# [What the exercise asks]
Could you reproduce, character for character, the rows starting at the line containing "Does the image above contain any coral rubble?" and ending at the line containing "0 131 780 589", with both of those lines included?

# [Given records]
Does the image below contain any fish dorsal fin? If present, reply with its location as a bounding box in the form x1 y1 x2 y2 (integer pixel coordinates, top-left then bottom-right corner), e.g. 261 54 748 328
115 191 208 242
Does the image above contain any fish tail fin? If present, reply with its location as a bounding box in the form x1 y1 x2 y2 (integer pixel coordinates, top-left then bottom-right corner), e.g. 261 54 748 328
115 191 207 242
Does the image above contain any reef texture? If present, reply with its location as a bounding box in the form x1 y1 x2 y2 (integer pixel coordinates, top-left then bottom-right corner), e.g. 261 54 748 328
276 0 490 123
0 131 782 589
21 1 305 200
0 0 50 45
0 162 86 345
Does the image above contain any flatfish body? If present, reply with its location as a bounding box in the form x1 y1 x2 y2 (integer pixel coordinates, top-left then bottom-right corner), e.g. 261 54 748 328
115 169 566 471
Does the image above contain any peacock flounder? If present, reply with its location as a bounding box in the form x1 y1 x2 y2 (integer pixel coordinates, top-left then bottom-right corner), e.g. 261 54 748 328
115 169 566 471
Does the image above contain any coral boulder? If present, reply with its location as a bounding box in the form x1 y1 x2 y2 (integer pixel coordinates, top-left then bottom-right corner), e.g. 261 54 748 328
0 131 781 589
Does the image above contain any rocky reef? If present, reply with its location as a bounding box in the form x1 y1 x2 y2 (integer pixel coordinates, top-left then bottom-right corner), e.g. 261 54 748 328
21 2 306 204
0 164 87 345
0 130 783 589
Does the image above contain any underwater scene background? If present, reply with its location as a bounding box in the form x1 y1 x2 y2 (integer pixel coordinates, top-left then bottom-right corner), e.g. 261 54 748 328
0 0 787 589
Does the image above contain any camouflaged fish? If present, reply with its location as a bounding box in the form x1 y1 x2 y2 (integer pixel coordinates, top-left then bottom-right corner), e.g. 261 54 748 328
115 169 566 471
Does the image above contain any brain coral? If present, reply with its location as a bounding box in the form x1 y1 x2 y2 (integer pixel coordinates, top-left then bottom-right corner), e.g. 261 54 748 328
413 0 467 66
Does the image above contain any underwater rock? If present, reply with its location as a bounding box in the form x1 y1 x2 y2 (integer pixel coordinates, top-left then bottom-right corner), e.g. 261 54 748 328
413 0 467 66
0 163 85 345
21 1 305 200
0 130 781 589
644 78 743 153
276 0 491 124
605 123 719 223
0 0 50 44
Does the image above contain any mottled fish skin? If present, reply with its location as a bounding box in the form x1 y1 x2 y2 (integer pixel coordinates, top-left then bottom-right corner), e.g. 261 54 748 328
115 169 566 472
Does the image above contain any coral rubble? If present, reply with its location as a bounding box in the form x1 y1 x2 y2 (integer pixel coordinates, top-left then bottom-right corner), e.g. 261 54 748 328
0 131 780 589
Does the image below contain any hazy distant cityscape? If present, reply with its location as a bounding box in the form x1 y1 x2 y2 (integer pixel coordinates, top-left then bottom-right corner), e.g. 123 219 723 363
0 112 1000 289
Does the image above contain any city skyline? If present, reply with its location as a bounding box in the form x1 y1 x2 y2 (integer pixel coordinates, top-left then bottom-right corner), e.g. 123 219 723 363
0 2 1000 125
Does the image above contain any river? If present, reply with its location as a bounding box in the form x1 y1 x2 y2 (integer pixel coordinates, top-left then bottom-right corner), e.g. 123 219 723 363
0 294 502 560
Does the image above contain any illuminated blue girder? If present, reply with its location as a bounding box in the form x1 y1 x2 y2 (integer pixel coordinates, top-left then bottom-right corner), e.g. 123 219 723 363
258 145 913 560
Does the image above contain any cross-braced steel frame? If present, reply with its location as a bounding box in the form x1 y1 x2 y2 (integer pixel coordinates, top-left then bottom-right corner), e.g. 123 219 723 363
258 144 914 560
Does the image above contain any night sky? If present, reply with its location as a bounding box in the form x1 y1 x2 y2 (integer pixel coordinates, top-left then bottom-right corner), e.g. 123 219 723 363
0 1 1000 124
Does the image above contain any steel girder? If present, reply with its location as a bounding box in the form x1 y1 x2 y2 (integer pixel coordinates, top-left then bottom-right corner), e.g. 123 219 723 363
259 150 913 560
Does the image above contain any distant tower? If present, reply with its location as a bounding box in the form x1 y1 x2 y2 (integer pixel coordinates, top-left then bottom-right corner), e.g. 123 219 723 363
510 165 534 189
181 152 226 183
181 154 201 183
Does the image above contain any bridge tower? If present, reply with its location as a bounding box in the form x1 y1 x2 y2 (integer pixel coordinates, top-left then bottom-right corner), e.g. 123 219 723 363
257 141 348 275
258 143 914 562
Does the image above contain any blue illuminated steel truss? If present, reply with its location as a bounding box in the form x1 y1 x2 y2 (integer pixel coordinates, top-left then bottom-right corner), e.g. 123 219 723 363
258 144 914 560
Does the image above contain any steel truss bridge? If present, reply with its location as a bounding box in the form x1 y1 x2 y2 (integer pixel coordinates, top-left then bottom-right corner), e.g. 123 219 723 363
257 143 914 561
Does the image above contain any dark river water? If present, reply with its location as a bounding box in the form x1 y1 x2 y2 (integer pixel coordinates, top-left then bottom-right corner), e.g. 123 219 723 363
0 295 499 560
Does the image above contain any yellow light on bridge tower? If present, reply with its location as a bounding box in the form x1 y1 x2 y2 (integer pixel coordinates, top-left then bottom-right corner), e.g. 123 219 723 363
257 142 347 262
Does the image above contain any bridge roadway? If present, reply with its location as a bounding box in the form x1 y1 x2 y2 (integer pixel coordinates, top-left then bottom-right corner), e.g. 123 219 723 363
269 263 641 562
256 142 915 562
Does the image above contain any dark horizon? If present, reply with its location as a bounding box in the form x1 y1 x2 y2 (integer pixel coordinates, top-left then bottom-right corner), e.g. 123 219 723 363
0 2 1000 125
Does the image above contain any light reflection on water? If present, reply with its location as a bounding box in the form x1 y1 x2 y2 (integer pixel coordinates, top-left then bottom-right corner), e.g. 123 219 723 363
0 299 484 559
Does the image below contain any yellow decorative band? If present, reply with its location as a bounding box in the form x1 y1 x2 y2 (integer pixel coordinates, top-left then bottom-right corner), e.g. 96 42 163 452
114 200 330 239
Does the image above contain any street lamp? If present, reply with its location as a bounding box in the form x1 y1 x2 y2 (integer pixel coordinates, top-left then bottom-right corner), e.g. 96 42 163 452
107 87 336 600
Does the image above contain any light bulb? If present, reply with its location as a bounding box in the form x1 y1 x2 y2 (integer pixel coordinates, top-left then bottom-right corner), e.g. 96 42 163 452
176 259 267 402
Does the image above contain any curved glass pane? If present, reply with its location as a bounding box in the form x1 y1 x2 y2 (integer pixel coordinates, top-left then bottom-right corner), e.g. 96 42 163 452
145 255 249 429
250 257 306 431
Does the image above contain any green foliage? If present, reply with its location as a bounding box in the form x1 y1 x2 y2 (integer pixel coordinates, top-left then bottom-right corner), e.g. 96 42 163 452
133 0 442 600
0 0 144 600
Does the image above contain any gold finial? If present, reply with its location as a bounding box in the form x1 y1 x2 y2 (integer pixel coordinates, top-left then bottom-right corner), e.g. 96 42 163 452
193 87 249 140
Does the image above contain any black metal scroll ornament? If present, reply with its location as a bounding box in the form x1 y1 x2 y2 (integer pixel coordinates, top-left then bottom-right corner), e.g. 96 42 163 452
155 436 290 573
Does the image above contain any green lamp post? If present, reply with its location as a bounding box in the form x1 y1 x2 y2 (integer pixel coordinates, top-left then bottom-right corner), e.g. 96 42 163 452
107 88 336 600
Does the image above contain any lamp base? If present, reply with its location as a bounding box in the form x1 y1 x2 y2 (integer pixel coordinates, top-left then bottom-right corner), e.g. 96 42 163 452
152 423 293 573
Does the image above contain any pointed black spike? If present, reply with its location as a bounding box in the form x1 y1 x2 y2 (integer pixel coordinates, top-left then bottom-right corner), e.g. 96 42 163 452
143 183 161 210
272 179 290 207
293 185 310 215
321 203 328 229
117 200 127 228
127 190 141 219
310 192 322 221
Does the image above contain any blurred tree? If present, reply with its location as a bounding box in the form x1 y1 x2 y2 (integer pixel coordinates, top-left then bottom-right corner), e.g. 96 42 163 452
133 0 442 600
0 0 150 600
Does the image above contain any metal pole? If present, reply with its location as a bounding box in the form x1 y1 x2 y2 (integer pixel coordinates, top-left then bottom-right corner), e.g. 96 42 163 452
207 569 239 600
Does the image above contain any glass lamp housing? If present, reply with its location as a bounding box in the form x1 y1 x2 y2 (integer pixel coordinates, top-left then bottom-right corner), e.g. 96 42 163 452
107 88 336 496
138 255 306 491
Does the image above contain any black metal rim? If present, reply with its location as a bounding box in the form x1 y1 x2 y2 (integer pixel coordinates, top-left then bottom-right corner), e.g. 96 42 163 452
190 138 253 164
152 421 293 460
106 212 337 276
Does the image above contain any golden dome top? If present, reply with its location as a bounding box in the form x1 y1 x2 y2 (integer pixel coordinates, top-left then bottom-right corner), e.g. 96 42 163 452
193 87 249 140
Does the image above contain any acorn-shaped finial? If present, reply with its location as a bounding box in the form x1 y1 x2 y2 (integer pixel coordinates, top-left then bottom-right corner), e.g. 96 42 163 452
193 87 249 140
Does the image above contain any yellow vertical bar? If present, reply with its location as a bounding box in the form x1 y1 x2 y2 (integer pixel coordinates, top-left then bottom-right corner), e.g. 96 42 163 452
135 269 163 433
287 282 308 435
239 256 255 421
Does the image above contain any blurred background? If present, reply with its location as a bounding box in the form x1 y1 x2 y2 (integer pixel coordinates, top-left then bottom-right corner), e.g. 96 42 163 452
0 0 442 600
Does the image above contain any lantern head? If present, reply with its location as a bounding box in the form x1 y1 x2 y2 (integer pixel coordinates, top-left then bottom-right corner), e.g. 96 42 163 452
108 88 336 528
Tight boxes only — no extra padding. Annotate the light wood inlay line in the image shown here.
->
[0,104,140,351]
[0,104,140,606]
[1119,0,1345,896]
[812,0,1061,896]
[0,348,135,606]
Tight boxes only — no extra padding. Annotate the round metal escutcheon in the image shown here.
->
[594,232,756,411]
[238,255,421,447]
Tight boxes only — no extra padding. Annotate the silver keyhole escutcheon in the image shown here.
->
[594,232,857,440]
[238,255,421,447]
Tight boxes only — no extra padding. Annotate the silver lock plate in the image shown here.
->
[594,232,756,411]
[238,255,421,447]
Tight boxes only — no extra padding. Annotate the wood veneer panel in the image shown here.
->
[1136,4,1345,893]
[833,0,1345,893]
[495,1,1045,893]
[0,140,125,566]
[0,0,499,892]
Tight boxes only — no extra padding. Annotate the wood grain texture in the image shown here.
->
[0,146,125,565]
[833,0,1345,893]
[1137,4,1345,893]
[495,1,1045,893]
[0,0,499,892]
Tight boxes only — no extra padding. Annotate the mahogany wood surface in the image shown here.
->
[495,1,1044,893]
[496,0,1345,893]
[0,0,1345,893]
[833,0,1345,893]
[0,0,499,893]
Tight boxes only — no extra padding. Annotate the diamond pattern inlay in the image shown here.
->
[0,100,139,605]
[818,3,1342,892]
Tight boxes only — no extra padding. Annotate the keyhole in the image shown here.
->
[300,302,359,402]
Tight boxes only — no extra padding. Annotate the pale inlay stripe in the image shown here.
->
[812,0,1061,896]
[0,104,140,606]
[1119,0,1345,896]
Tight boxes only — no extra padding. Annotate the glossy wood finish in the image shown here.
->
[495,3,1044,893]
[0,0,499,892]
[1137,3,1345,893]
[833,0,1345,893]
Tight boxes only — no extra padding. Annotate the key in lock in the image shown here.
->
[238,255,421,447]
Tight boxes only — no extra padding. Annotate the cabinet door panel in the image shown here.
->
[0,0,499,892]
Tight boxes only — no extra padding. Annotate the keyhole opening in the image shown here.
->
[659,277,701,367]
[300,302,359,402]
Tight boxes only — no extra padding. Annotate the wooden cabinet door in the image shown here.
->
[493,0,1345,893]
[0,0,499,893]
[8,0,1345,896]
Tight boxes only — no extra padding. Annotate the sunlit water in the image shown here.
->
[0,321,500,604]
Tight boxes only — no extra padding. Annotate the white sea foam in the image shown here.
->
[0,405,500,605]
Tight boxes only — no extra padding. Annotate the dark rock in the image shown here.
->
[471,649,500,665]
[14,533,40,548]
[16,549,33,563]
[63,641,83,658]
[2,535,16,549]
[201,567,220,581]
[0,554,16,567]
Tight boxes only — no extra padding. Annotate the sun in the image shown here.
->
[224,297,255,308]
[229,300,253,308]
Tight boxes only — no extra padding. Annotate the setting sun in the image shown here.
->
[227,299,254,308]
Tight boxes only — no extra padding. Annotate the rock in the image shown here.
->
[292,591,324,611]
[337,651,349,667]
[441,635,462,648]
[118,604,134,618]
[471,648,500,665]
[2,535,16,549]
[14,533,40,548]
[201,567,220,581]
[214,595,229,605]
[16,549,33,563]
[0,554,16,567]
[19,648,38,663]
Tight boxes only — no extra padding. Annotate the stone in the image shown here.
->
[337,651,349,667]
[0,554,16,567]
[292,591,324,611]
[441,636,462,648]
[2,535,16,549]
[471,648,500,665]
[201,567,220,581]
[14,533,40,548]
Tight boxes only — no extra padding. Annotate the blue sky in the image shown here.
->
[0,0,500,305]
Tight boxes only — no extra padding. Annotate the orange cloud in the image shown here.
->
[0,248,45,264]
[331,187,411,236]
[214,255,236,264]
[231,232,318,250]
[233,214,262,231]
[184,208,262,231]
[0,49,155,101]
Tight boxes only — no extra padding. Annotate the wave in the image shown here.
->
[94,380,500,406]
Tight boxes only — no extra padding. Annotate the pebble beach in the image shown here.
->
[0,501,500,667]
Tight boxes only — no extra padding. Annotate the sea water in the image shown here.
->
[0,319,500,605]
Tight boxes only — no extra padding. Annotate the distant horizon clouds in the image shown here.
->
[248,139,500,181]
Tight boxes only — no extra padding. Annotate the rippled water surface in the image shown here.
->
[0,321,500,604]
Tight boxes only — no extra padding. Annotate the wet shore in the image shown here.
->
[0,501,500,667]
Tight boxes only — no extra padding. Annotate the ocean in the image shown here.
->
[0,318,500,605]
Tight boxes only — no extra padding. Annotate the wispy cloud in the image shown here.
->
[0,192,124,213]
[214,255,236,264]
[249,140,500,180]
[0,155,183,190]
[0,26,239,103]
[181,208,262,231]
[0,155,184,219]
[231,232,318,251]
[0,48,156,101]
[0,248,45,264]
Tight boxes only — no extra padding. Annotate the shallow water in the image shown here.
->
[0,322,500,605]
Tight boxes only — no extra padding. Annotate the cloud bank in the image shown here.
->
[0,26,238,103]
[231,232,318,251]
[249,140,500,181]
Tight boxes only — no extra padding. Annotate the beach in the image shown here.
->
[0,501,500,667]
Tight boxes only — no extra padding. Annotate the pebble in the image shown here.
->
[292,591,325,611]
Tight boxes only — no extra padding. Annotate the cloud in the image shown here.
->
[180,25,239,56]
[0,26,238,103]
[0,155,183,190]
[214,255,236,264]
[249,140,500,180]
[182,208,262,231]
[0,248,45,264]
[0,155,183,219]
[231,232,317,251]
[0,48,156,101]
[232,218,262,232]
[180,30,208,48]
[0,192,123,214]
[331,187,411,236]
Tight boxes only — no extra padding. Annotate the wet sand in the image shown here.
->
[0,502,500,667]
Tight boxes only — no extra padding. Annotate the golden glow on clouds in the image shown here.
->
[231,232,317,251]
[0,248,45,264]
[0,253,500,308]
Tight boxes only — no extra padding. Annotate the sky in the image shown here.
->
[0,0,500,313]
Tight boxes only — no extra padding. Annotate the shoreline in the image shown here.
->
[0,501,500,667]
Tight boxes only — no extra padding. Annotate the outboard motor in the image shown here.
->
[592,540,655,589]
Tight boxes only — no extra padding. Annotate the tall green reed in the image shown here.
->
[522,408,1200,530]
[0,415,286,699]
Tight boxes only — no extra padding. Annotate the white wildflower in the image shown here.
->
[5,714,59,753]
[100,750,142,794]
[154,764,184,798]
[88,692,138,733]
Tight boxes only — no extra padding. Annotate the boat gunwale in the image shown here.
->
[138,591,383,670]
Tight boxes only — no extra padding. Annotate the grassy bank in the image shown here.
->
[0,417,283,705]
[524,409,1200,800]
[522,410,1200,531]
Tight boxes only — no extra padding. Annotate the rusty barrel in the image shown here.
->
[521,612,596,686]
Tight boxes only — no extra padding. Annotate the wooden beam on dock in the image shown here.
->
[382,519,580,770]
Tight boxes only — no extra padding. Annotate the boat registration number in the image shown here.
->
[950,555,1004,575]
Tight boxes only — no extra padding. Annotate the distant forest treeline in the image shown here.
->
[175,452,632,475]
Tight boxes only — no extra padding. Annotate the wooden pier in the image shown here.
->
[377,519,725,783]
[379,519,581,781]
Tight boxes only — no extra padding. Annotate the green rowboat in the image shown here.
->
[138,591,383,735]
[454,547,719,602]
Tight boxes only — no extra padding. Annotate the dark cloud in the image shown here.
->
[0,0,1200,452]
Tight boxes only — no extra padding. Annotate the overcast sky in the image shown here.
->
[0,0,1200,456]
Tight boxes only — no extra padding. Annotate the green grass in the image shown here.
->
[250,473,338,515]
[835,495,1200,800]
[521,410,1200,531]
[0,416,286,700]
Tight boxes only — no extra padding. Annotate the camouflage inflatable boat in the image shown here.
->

# [Finished answer]
Does the image above contain any coral rubble? If present, reply with its location as a bounding box in the form x1 y1 x2 y2 (integer pixel coordinates, top-left then bottom-right corner), e.g. 261 54 748 328
0 131 780 589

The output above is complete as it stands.